§ **ЦИТИРУЕМЫЙ ОТРЫВОК**:
Donate

Смерти больше нет

«Маша, я тебя люблю!». Эту надпись у соседнего подъезда какой-то пацан обновляет раз в месяц. Коммунальщики привыкли и перестали счищать краску. Теперь фраза, на зависть всем девчонкам до 80 лет, ещё дольше блестит безукоризненной белизной.
Возле другого подъезда я год наблюдала «скорую». Фельдшеры ездили туда каждый день. Потом перестали. Нет, сосед не исцелился и никуда не переехал. Умер, как я узнала, грея уши. Но про эту персональную трагедию никто не должен был узнать. Смерть сейчас похожа на секретную операцию, чтобы не нарушить оптимистический ход жизни: умирают не дома, оплакивают в ритуальном зале, поминают в кафе. Никакого ельника у подъезда и чёрных платков на головах. Люди перестали сигнализировать другим о своём контакте со смертью.
Любить и радоваться жизни публично у нас разрешено. А умирать? Что происходит с культурой смерти в России? Что мы потеряли? И какие опасности в себе таит отрицание смерти? Много лет я наблюдала за сменой традиции и попробую ответить на поставленные вопросы.

§ **ЧТО НУЖНО СДЕЛАТЬ**: Дословно перепишите из текста о культуре смерти фрагмент от «Возле другого подъезда» до «ответить на поставленные вопросы.» включительно.

§ **ИСХОДНЫЕ ДАННЫЕ**:
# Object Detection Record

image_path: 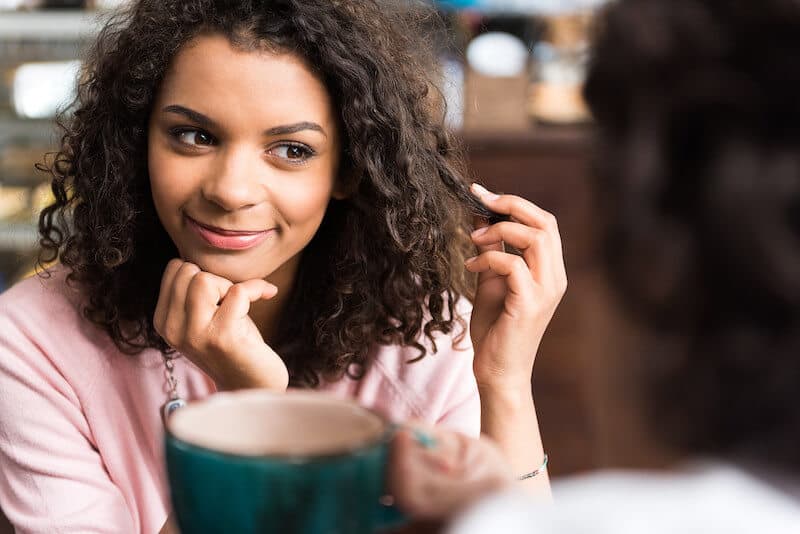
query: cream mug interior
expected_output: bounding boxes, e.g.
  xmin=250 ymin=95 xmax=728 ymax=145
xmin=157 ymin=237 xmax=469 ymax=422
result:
xmin=166 ymin=391 xmax=401 ymax=534
xmin=168 ymin=391 xmax=387 ymax=457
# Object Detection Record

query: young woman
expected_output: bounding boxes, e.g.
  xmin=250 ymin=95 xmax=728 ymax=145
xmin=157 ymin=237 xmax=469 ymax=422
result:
xmin=0 ymin=0 xmax=566 ymax=533
xmin=394 ymin=0 xmax=800 ymax=534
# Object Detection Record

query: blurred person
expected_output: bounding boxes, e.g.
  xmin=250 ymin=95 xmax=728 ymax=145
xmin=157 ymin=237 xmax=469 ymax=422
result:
xmin=396 ymin=0 xmax=800 ymax=534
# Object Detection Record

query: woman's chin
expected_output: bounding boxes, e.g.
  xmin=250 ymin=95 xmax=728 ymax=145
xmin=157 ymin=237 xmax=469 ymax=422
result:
xmin=178 ymin=255 xmax=274 ymax=284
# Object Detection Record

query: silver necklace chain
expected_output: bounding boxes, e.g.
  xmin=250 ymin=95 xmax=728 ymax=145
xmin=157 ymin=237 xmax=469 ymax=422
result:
xmin=161 ymin=353 xmax=186 ymax=423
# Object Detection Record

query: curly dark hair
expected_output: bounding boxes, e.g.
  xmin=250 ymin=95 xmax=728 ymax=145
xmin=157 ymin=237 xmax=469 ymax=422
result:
xmin=39 ymin=0 xmax=474 ymax=387
xmin=585 ymin=0 xmax=800 ymax=469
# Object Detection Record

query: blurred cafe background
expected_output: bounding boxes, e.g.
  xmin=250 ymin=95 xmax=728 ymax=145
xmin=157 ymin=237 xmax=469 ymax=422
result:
xmin=0 ymin=0 xmax=636 ymax=533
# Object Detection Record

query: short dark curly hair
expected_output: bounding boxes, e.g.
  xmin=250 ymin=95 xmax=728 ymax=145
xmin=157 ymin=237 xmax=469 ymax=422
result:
xmin=585 ymin=0 xmax=800 ymax=469
xmin=39 ymin=0 xmax=474 ymax=387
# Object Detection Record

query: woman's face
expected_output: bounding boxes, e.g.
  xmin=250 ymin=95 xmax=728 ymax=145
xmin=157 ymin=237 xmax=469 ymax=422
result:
xmin=148 ymin=35 xmax=339 ymax=286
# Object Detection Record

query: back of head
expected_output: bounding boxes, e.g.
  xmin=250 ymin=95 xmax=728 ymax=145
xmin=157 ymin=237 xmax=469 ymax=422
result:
xmin=586 ymin=0 xmax=800 ymax=469
xmin=40 ymin=0 xmax=471 ymax=386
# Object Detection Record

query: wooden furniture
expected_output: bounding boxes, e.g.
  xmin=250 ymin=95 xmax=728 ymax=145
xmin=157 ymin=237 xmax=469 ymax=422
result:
xmin=464 ymin=126 xmax=602 ymax=477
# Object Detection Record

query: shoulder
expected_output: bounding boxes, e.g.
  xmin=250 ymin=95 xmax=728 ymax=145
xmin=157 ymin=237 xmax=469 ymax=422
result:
xmin=0 ymin=267 xmax=79 ymax=324
xmin=0 ymin=268 xmax=122 ymax=388
xmin=554 ymin=462 xmax=800 ymax=533
xmin=352 ymin=300 xmax=480 ymax=435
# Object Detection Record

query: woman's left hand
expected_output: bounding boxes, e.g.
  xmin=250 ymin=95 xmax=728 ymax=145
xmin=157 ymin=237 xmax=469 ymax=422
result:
xmin=466 ymin=184 xmax=567 ymax=392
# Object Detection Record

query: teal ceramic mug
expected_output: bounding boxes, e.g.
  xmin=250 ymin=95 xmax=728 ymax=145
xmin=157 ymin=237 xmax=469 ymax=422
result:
xmin=166 ymin=391 xmax=403 ymax=534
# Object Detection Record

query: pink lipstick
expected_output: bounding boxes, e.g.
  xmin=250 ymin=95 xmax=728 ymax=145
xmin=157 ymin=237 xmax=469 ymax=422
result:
xmin=186 ymin=216 xmax=274 ymax=250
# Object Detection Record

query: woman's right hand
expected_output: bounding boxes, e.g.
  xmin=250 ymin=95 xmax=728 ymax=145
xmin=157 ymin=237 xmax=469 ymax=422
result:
xmin=153 ymin=259 xmax=289 ymax=391
xmin=388 ymin=427 xmax=514 ymax=521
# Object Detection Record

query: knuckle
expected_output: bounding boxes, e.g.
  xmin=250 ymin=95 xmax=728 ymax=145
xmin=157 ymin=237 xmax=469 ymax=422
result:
xmin=189 ymin=271 xmax=214 ymax=292
xmin=178 ymin=261 xmax=200 ymax=276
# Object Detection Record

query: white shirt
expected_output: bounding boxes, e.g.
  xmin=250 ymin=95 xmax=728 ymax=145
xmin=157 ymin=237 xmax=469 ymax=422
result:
xmin=449 ymin=462 xmax=800 ymax=534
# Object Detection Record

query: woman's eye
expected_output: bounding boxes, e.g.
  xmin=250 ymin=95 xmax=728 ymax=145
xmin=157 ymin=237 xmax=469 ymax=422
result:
xmin=269 ymin=145 xmax=314 ymax=163
xmin=172 ymin=130 xmax=214 ymax=146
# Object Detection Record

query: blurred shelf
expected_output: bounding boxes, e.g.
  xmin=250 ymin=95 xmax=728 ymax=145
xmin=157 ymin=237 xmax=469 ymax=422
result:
xmin=457 ymin=124 xmax=592 ymax=153
xmin=0 ymin=221 xmax=39 ymax=252
xmin=0 ymin=10 xmax=105 ymax=40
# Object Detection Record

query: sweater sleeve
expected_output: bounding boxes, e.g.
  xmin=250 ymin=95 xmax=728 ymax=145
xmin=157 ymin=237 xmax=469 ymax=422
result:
xmin=0 ymin=314 xmax=138 ymax=534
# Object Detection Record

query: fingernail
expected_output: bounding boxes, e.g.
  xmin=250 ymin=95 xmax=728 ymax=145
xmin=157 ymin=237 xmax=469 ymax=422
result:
xmin=472 ymin=183 xmax=500 ymax=200
xmin=414 ymin=430 xmax=436 ymax=449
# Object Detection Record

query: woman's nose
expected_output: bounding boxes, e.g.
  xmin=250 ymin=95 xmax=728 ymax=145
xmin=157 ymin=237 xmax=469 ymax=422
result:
xmin=202 ymin=148 xmax=264 ymax=215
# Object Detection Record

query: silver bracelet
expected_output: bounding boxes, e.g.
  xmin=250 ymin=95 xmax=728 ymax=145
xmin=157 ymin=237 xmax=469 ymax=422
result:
xmin=517 ymin=453 xmax=547 ymax=480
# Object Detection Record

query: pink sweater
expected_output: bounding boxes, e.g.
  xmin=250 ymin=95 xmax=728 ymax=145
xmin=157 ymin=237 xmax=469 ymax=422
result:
xmin=0 ymin=271 xmax=480 ymax=534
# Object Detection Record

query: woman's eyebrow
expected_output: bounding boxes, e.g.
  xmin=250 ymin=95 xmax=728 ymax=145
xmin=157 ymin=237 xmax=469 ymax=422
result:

§ **ОТВЕТ К ЗАДАНИЮ**:
Возле другого подъезда я год наблюдала «скорую». Фельдшеры ездили туда каждый день. Потом перестали. Нет, сосед не исцелился и никуда не переехал. Умер, как я узнала, грея уши. Но про эту персональную трагедию никто не должен был узнать. Смерть сейчас похожа на секретную операцию, чтобы не нарушить оптимистический ход жизни: умирают не дома, оплакивают в ритуальном зале, поминают в кафе. Никакого ельника у подъезда и чёрных платков на головах. Люди перестали сигнализировать другим о своём контакте со смертью.
Любить и радоваться жизни публично у нас разрешено. А умирать? Что происходит с культурой смерти в России? Что мы потеряли? И какие опасности в себе таит отрицание смерти? Много лет я наблюдала за сменой традиции и попробую ответить на поставленные вопросы.